[Recorded data]
>>>

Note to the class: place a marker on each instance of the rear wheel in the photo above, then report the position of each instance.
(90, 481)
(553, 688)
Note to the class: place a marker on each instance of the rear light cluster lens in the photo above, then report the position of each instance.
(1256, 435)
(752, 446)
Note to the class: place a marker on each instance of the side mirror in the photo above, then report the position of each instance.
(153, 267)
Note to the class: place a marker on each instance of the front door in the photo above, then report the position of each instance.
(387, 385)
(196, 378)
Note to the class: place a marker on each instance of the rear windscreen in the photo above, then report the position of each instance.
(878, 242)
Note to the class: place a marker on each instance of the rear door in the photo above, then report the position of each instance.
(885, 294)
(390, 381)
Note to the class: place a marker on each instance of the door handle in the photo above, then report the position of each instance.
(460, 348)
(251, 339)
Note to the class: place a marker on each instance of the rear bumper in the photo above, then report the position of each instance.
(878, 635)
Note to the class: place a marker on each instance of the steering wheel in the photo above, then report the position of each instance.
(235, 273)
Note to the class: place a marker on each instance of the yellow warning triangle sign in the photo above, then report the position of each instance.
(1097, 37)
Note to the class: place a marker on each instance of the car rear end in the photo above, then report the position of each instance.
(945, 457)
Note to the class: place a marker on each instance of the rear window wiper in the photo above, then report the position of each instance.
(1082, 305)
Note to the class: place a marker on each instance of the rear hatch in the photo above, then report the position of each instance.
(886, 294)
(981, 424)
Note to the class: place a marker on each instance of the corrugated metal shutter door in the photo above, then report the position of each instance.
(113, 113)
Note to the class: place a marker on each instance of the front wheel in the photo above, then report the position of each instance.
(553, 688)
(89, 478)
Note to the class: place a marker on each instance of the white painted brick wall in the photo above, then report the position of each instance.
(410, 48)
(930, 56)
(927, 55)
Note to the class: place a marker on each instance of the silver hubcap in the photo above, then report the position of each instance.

<<<

All of the entries above must be quoted exactly.

= Task result =
Note to the class: place a marker on each instance of the rear wheel in the photo above, then report the position of each instance.
(90, 481)
(553, 688)
Note to the class: place a marker on each instance of the rear light cluster lens in the photo above, then report the position of each instance.
(1256, 435)
(752, 446)
Note to the class: place a marker on each instance of the side mirror in the photo above, then report the position of each instance.
(153, 267)
Note to the class: place a marker on each instance of the front door in the photo above, then report the position of each instance.
(387, 385)
(196, 378)
Note to the class: place a marker on each instance of the rear windscreen in the photo above, then report the position of each instance.
(878, 242)
Note to the class: place a marker on each instance of the rear door in the photo above, then report the position of each instance.
(885, 294)
(390, 381)
Note to the class: place a marker on each instance of the door handle in the photo above, then report the position of each instance.
(460, 348)
(251, 339)
Note to the class: place a marker on each instance of the rear bumper in the photo above, then report the position of each instance.
(878, 635)
Note to the class: place a marker on each instance of the steering wheel in the photo above, then report the position of each instance.
(235, 273)
Note to the class: place a marker on each instance of the yellow warning triangle sign in the photo above, then report the position of each instance.
(1097, 37)
Note to the class: place a marker on each instance of the car rear end in the photo above, then report the position of each instance.
(945, 457)
Note to the class: place a marker on each instance of the rear window wiper in the photo above, then report the position of each instance.
(1082, 305)
Note to the class: place a marker on each instance of the rear hatch in the photo above, then report the position of each instance.
(886, 294)
(981, 424)
Note to the class: place a marker on each instance of the corrugated metal shutter door in the photo above, then report the position of each instance.
(113, 113)
Note to the class: place a marker on each instance of the front wheel in the photo above, then report the position of each instance.
(553, 688)
(89, 478)
Note to the class: place a marker on each instance of the white painted brick wall in the photo above, then report the position of each instance.
(410, 48)
(930, 56)
(927, 55)
Note to the class: place a marker on each instance of the silver hubcap in the photo above, then report the position of each instance.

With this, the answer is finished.